▶ Short problem
Turn the records, from the first line up to and including the line containing "[0,126,354,376]", into a JSON list of strings with one string per line and blank lines omitted.

******

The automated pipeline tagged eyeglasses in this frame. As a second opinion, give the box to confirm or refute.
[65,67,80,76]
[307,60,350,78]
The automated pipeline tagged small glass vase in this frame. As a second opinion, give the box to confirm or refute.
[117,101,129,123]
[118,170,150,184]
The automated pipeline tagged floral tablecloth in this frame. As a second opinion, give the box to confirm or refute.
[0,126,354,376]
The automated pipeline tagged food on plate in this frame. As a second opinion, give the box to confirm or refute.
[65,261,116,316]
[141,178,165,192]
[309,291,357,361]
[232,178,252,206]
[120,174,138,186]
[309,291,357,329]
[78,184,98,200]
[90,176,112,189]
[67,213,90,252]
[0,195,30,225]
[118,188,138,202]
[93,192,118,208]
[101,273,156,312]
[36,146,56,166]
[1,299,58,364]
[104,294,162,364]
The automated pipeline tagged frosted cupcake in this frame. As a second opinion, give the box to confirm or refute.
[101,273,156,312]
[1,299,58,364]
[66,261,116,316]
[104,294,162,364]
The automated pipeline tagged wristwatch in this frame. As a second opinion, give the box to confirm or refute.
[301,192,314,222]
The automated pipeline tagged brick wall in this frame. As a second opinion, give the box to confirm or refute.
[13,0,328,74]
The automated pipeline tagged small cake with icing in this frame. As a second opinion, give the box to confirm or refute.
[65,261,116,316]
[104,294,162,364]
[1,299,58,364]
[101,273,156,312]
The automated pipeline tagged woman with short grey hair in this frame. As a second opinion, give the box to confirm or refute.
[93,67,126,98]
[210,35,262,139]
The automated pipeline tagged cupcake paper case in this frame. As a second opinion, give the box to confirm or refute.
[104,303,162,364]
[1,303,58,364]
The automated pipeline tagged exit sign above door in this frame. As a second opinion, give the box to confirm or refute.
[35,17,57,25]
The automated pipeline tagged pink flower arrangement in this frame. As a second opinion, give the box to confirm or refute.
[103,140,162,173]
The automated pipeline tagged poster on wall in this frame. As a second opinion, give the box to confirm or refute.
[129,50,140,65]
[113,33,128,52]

******

▶ Result below
[
  "The automated pipeline tagged eyeglasses in this frame. As a second opinion, give the box to confirm or refute.",
  "[65,67,80,76]",
  "[307,60,350,78]",
  "The automated pipeline tagged small glass vase in this frame. As a second opinion, give the box to confirm or refute.",
  "[117,101,129,123]",
  "[118,170,150,184]",
  "The automated pipeline tagged floral tablecloth in this frame. As a second opinion, give the box to confirm or refute.",
  "[0,126,354,376]"
]